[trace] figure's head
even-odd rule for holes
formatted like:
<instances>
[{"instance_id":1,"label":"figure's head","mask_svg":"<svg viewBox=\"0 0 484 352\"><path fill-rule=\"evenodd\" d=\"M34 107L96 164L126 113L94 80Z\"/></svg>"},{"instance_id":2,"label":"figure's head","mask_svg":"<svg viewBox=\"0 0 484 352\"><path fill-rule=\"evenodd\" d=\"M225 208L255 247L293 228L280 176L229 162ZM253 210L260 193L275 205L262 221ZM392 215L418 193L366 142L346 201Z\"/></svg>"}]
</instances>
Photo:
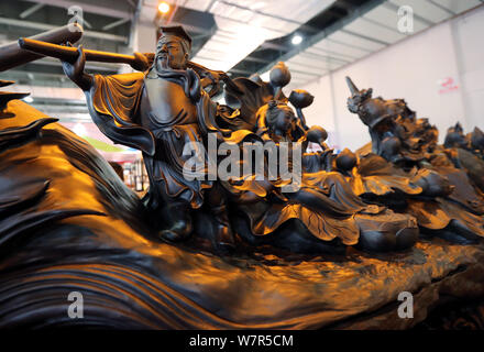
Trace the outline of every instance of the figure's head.
<instances>
[{"instance_id":1,"label":"figure's head","mask_svg":"<svg viewBox=\"0 0 484 352\"><path fill-rule=\"evenodd\" d=\"M190 56L190 36L179 25L162 28L161 32L154 62L156 68L185 69Z\"/></svg>"}]
</instances>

■ ■ ■

__Exercise__:
Collect every line of the records above that contains the string "viewBox", treating uppercase and lowercase as distinct.

__Worked solution__:
[{"instance_id":1,"label":"figure's head","mask_svg":"<svg viewBox=\"0 0 484 352\"><path fill-rule=\"evenodd\" d=\"M34 107L96 164L126 113L94 80Z\"/></svg>"},{"instance_id":2,"label":"figure's head","mask_svg":"<svg viewBox=\"0 0 484 352\"><path fill-rule=\"evenodd\" d=\"M225 208L255 247L293 228L280 176L229 162ZM253 210L260 193L275 205L262 221ZM392 215L418 193L366 142L346 201Z\"/></svg>"}]
[{"instance_id":1,"label":"figure's head","mask_svg":"<svg viewBox=\"0 0 484 352\"><path fill-rule=\"evenodd\" d=\"M190 56L190 36L179 25L162 28L161 32L154 62L156 68L185 69Z\"/></svg>"}]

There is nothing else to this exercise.